Start of Supplied data

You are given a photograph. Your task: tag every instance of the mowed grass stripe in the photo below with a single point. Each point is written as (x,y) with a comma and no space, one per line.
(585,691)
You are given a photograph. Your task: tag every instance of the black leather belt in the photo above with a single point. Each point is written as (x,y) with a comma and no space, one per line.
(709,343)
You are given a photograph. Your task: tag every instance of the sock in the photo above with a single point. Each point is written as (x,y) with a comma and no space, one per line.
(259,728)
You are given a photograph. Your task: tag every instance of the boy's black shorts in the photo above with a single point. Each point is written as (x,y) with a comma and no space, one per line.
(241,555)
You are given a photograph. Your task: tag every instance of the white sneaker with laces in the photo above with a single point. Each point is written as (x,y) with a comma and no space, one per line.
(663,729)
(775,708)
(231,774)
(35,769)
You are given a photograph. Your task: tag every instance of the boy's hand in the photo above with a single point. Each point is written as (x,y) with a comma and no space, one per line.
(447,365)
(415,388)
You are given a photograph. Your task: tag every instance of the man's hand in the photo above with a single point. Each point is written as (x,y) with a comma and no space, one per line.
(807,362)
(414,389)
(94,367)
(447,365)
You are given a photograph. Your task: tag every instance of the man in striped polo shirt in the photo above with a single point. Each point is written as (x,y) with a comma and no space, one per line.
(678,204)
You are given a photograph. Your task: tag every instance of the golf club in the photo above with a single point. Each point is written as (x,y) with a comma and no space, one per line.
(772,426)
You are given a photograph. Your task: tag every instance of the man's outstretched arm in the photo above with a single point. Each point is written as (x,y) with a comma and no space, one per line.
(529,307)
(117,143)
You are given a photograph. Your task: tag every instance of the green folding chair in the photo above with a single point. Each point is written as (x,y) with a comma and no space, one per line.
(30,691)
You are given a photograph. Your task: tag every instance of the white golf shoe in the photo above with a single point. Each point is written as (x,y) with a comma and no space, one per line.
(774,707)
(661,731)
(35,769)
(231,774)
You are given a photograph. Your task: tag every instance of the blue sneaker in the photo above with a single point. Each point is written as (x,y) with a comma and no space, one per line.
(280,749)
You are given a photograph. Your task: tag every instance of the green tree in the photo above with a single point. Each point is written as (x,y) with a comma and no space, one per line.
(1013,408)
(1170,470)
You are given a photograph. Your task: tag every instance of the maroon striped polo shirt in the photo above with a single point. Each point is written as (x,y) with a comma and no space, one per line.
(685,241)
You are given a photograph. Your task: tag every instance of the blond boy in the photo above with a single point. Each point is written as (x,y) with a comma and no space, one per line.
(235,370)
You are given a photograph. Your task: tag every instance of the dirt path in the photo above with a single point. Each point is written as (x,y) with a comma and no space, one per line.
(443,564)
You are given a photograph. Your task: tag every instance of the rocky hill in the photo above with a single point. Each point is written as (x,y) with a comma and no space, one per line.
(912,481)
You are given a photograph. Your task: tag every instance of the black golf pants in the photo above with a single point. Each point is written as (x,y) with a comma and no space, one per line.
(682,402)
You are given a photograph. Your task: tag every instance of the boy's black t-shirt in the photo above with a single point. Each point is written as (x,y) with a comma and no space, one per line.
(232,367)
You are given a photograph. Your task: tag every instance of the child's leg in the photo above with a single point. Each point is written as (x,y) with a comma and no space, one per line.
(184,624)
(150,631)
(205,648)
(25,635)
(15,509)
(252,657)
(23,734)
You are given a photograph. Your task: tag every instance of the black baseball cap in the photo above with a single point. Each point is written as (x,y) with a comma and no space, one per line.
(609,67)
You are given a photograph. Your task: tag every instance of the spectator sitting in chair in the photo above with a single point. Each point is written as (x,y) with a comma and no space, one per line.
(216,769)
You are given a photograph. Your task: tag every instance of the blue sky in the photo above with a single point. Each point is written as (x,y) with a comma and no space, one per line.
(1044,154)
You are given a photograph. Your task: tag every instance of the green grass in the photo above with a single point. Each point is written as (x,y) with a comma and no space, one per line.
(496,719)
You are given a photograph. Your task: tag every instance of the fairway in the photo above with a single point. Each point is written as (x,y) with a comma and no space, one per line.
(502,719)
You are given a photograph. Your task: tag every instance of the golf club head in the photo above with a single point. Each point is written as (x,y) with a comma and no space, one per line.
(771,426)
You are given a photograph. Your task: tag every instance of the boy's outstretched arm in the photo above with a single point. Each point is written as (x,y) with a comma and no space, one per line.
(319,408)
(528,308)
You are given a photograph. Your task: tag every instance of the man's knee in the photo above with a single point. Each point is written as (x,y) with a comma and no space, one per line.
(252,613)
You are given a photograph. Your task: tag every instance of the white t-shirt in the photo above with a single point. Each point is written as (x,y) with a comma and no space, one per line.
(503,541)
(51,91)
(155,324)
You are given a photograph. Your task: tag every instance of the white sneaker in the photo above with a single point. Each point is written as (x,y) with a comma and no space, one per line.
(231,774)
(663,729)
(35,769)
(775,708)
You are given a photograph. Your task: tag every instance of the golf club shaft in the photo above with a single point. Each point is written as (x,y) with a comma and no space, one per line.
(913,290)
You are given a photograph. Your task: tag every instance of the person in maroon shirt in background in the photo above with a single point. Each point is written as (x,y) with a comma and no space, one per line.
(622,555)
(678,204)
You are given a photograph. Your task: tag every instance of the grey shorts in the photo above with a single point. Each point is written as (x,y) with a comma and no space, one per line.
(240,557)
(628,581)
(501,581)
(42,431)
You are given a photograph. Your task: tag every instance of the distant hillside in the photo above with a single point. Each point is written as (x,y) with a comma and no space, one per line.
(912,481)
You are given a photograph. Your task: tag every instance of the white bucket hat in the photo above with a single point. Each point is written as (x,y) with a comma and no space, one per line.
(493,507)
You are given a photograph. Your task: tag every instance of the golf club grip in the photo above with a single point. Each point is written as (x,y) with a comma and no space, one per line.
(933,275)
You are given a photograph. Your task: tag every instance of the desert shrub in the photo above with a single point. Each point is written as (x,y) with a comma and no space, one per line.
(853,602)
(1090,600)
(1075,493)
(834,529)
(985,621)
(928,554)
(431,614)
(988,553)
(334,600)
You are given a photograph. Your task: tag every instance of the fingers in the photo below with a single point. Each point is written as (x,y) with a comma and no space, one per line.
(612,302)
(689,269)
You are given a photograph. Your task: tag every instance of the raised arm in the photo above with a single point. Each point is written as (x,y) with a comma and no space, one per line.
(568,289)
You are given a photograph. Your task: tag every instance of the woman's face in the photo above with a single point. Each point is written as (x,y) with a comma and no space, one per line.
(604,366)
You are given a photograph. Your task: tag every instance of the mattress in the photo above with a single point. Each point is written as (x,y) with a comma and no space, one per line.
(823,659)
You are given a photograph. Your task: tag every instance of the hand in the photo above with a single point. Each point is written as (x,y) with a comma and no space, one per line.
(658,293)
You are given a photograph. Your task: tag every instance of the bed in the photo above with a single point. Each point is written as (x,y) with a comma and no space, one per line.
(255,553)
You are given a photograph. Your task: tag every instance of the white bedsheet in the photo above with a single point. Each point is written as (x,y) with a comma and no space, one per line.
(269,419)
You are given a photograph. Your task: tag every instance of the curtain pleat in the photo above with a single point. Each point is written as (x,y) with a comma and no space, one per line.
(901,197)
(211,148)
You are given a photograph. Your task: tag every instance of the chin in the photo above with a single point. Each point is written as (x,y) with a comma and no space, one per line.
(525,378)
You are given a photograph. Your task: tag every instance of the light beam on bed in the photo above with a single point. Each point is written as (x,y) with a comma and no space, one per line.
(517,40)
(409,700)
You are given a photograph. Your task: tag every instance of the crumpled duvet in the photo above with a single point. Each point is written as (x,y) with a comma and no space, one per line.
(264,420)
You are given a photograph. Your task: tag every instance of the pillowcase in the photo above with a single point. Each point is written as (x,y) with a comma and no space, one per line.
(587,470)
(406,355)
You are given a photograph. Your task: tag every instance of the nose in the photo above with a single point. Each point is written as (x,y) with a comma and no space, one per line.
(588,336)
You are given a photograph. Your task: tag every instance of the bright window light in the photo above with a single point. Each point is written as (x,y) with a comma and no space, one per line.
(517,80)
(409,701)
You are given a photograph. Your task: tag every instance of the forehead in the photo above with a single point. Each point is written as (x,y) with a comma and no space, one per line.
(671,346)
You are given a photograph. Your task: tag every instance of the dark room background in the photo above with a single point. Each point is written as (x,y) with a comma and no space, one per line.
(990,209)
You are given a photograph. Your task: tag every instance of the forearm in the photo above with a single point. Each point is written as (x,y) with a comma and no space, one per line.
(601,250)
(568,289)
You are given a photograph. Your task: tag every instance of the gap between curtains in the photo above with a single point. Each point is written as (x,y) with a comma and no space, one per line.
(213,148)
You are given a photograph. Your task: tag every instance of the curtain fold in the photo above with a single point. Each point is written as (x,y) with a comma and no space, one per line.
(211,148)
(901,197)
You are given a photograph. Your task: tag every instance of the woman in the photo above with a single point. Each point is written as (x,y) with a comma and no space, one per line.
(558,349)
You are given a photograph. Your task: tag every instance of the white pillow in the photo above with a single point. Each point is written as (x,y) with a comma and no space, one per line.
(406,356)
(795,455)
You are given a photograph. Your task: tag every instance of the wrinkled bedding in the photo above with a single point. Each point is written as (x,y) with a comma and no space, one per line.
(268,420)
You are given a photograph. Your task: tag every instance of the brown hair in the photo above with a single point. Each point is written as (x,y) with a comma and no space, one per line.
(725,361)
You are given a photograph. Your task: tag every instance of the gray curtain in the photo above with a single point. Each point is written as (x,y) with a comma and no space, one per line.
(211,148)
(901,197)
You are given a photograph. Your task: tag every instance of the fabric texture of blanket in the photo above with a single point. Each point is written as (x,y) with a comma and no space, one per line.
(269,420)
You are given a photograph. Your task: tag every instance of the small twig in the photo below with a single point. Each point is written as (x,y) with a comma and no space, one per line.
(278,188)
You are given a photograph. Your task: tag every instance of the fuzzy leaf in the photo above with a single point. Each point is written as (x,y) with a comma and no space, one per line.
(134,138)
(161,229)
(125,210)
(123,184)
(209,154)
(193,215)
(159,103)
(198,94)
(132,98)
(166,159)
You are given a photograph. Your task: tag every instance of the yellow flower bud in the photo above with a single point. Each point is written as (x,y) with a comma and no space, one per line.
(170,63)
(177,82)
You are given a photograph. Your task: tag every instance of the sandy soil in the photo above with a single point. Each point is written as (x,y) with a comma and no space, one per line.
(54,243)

End of Supplied data

(What this task involves) Everything from the line that contains "of the fuzzy" through the end of the records must be duplicated exactly, and nothing outside that range.

(Output of the exercise)
You are given a photograph. Your task: tag every instance of the fuzzy leaf in the photo above with a single point. Each point is written as (x,y) with a comma and no space, one per line.
(134,138)
(161,229)
(125,210)
(123,184)
(209,154)
(193,215)
(159,103)
(198,94)
(132,98)
(166,159)
You are given a photograph. Your task: tag every instance of the yellow flower bud in the photo above with a single point. Each point is written as (x,y) with a comma and no space, one per line.
(170,63)
(177,82)
You are given a photograph. Your task: tag every instance of the sandy soil in the photo above with a single point. Each point is written as (x,y) with a comma and no space, one per line.
(54,243)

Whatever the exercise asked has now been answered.